» Data provided
⁂
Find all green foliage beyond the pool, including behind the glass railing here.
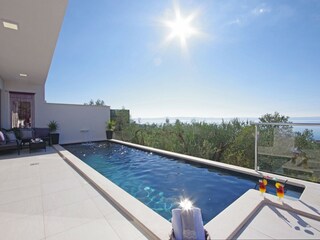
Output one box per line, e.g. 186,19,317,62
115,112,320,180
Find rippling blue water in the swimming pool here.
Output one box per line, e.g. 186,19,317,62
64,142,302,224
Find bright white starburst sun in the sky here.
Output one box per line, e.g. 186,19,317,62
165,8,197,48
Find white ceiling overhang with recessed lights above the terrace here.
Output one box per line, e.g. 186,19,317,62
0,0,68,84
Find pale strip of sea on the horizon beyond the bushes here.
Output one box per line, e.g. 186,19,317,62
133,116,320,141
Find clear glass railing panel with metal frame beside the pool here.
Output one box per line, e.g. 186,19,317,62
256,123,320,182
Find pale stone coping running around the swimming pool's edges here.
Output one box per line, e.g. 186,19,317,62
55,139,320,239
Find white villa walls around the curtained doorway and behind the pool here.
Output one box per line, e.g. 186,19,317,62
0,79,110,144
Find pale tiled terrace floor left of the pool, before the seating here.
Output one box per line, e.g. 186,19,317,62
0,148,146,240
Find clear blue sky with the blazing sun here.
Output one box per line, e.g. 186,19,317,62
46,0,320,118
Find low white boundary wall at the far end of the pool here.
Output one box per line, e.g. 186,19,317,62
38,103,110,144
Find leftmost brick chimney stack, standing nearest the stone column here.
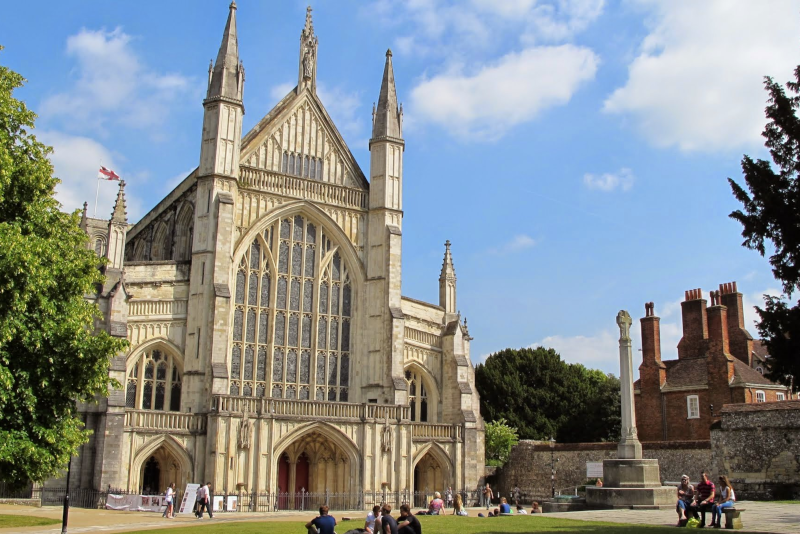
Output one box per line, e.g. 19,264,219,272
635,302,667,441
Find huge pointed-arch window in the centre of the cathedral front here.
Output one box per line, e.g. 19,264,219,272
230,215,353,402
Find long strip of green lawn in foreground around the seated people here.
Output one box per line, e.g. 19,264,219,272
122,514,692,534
⁂
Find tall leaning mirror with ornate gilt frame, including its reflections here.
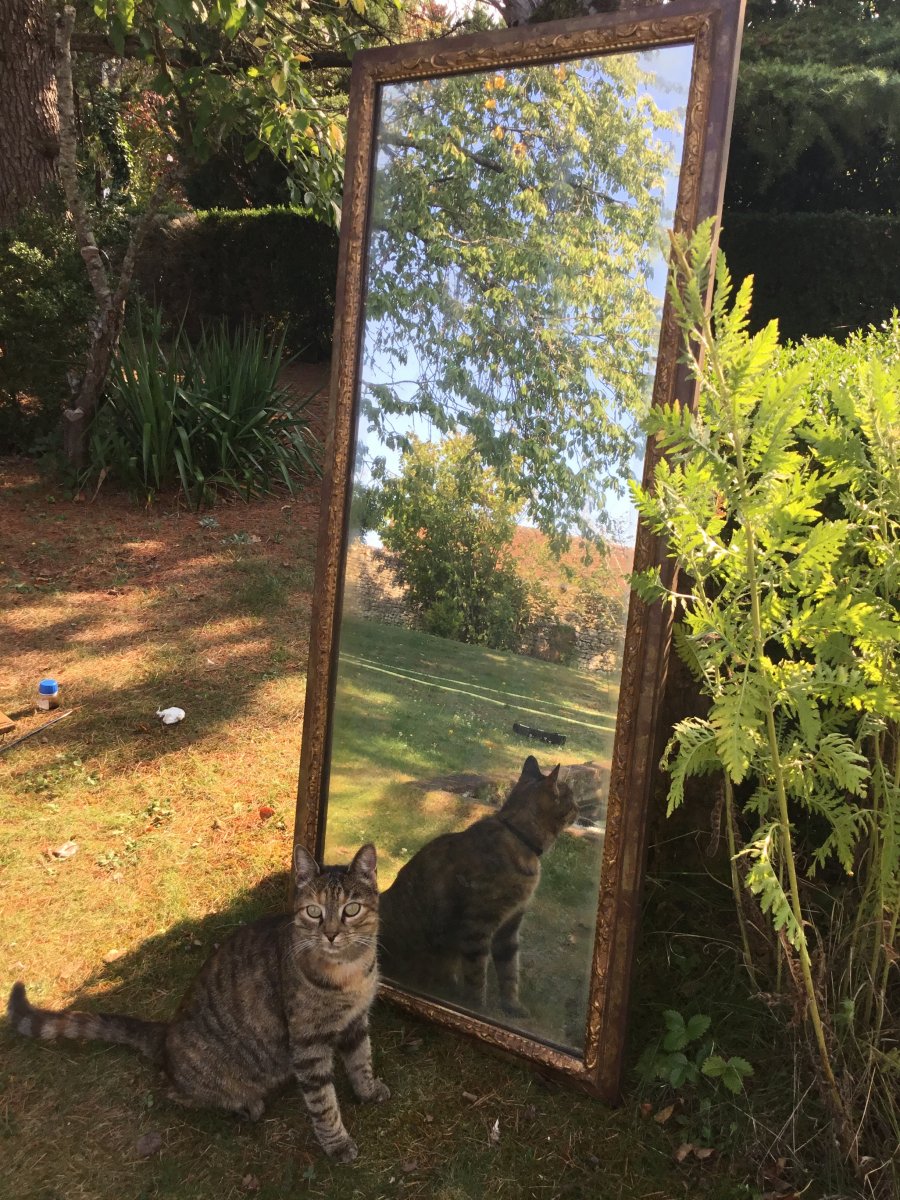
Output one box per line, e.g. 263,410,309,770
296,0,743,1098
⁂
» Work instruction
Skip every picture, and restate word for word only the lines above from the line containing "Find all green" to the line containing "Find bright white", both of them included.

» Problem solution
Find all green foliage beyond the pool, including behind the glass railing here.
Output one box per line, e.g. 186,19,317,62
115,112,320,180
Find rippling blue water in the swimming pool here.
Output one box per line, e.g. 186,19,317,62
64,142,302,224
Find bright white starburst sun in the sky here.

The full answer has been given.